**Exercise aim:**
Your task is to repeat all of the material exactly.

**The data:**

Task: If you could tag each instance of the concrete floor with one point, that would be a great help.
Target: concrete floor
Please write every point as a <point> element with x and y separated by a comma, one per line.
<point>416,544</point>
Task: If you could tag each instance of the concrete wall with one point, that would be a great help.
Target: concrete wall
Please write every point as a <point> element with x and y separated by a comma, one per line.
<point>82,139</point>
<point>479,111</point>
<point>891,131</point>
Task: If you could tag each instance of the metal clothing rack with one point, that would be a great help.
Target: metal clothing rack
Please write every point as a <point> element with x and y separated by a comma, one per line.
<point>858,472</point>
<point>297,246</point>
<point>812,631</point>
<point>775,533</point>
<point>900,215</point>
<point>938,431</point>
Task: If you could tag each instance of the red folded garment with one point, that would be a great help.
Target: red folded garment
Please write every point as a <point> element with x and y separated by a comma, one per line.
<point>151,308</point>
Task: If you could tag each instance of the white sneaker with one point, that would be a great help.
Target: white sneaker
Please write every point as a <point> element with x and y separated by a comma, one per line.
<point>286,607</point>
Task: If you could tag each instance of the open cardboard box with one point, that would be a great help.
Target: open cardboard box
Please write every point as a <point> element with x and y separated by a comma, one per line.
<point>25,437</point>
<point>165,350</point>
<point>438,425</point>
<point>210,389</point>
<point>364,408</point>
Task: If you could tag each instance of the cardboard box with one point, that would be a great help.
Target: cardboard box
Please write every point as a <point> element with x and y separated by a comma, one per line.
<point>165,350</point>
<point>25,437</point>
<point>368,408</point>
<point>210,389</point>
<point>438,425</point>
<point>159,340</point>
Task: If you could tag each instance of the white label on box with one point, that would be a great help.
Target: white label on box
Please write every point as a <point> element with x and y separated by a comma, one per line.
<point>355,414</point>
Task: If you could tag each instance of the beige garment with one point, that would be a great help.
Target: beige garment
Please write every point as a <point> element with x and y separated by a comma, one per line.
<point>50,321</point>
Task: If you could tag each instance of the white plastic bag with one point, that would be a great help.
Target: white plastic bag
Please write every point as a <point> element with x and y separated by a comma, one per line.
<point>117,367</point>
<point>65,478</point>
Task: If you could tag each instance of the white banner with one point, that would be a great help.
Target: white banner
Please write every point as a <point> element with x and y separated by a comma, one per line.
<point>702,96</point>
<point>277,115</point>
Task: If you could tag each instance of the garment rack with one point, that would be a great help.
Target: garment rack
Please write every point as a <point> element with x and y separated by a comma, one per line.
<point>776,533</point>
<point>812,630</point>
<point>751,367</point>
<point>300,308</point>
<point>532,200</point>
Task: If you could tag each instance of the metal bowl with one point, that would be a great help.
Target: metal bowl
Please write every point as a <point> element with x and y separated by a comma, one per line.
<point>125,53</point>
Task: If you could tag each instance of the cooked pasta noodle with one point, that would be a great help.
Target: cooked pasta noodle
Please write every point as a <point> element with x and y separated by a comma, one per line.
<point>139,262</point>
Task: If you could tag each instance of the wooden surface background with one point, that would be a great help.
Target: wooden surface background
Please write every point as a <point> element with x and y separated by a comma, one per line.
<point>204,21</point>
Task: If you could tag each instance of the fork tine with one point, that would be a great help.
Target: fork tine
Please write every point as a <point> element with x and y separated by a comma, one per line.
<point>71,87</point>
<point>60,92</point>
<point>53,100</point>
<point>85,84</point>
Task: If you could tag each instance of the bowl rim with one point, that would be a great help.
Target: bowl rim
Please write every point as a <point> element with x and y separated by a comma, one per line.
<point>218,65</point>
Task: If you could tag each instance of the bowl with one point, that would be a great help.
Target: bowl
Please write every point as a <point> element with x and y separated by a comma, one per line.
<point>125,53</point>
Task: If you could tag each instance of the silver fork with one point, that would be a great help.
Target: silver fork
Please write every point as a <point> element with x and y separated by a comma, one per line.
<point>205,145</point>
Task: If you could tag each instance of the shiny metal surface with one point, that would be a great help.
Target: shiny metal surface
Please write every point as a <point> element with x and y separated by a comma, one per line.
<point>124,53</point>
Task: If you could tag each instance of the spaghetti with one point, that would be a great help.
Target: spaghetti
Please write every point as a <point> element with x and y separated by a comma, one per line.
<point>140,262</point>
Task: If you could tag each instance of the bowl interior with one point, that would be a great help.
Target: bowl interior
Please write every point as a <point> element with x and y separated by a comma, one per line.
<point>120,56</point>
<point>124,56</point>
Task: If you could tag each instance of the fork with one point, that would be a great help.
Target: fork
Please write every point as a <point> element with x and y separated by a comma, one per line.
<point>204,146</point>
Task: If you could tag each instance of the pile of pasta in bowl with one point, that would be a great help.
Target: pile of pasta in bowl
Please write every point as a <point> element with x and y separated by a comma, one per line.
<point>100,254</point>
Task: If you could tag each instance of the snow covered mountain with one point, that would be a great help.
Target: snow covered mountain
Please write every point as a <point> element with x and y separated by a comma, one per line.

**Written answer:**
Task: If you could tag each instance of the concrete floor with one point, that would be a great help.
Target: concrete floor
Please write every point as a <point> element with x and y separated by a comma, one per line.
<point>416,544</point>
Task: If you could tag each instance of the concrete wall with one point, that would be a great help.
Target: concrete wall
Please write every point as a <point> element with x and y separated by a comma, one per line.
<point>82,139</point>
<point>479,111</point>
<point>891,131</point>
Task: If you could tag each instance of the metal clothing rack with one point, that would be a great help.
Target: metal clothing rack
Please write every point as a <point> element with x and y separated by a comma, one per line.
<point>858,472</point>
<point>297,246</point>
<point>812,631</point>
<point>775,533</point>
<point>900,215</point>
<point>938,431</point>
Task: If you could tag each instance of the red folded garment with one point, that would be a great help.
Target: red folded garment
Please write every point as a <point> element with x and y separated by a comma, one per line.
<point>151,308</point>
Task: If you could tag each instance of the white sneaker with one point, that would be a great help.
Target: white sneaker
Please write every point as a <point> element with x and y separated by a comma, one per line.
<point>286,607</point>
Task: If you could tag each instance of the open cardboard box with one point, that would be a great help.
Target: open cardboard box
Please write every point as a <point> element with x and y separated by a comma, one per line.
<point>25,437</point>
<point>165,350</point>
<point>438,425</point>
<point>210,389</point>
<point>364,408</point>
Task: If you could tag each instance of the cardboard box with one point, that would be a great help.
Target: cardboard box
Please write every point as a <point> element with x and y separated by a comma, one per line.
<point>165,350</point>
<point>25,437</point>
<point>368,408</point>
<point>210,389</point>
<point>438,425</point>
<point>159,340</point>
Task: If you could tag each instance of the white label on box with one point, that would be a great help.
Target: white label on box
Please write every point as a <point> element with x and y separated by a comma, one per line.
<point>355,414</point>
Task: If you could tag each instance of the beige garment with one point, that would be a great help.
Target: beige garment
Please write every point as a <point> element with x and y separated by a comma, one per line.
<point>50,321</point>
Task: If you could tag each instance of the white plastic bag with one point, that would be a great help.
Target: white plastic bag
Please write every point as a <point> element with x and y separated by a comma, one per line.
<point>117,367</point>
<point>65,478</point>
Task: If you could tag each instance of the white banner with one point, that would be a great help.
Target: white banner
Please write every point as a <point> element with x and y separated by a comma, one per line.
<point>702,96</point>
<point>277,115</point>
Task: If you could tag each instance of the garment rack with one point, that would be a great help.
Target: garment rack
Please write every point as a <point> element with x and y separated by a comma, one per line.
<point>776,533</point>
<point>812,630</point>
<point>751,367</point>
<point>300,308</point>
<point>532,200</point>
Task: If you could tag each instance of the metal bowl with one point, that would be a great help.
Target: metal bowl
Please write every point as a <point> element with x and y separated by a comma, one per line.
<point>125,53</point>
Task: If you could tag each instance of the cooked pasta noodle with one point, that would be a great help.
Target: cooked pasta noodle
Please write every point as a <point> element with x and y separated by a comma, one per line.
<point>139,262</point>
Task: If you could tag each instance of the wooden surface background with one point, that would be a great help.
Target: wooden surface background
Please write every point as a <point> element with x and y separated by a comma, one per line.
<point>204,21</point>
Task: If you could tag each instance of the fork tine with one point, that would be a great help.
Target: fork tine
Please write every point as a <point> element with x and y separated by a comma, one per line.
<point>71,87</point>
<point>60,92</point>
<point>53,100</point>
<point>85,84</point>
Task: If you could tag each instance of the bowl rim with one point, that would be a great help.
Target: bowl rim
Please write every point as a <point> element with x and y separated by a comma, one per line.
<point>218,65</point>
Task: If you could tag each instance of the bowl with one point, that would be a great help.
Target: bowl
Please write every point as a <point> element with x and y separated by a comma, one per line.
<point>125,53</point>
Task: If you could tag each instance of the silver fork with one point, that would be a great help.
Target: silver fork
Please write every point as a <point> element with x and y separated by a comma, one per line.
<point>205,145</point>
Task: If you could tag each instance of the shiny metal surface with one point, that would be a great help.
Target: shiny metal surface
Please write every point as a <point> element with x and y separated by a comma, one per line.
<point>124,53</point>
Task: If you could tag each instance of the spaghetti with one point, that would be a great help.
Target: spaghetti
Please write every point as a <point> element with x and y separated by a comma, one per line.
<point>140,262</point>
Task: If you could tag each instance of the bowl interior with one point, that would be a great help.
Target: bowl interior
Please write every point as a <point> element with x and y separated by a comma, one per line.
<point>120,56</point>
<point>124,56</point>
Task: If you could tag each instance of the fork with one point, that would be a great help.
Target: fork
Please write every point as a <point> element with x and y separated by a comma, one per line.
<point>204,146</point>
Task: If you could tag each instance of the pile of pasta in bowl with one point, that would be a great help.
Target: pile of pasta in bowl
Please write every point as a <point> element with x and y separated by a comma, one per line.
<point>100,254</point>
Task: If you could tag each instance of the snow covered mountain with one point, that would be a great help.
Target: snow covered mountain
Please write every point as a <point> element with x and y separated by a comma, one per line.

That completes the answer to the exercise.